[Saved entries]

== == ==

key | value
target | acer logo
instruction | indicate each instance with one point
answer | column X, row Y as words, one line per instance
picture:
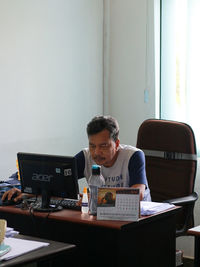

== == ==

WHAT YOU SHOULD DO: Search the data for "instance". Copy every matching line.

ANSWER BELOW:
instruction | indicate each instance with one point
answer | column X, row Y as words, one line per instance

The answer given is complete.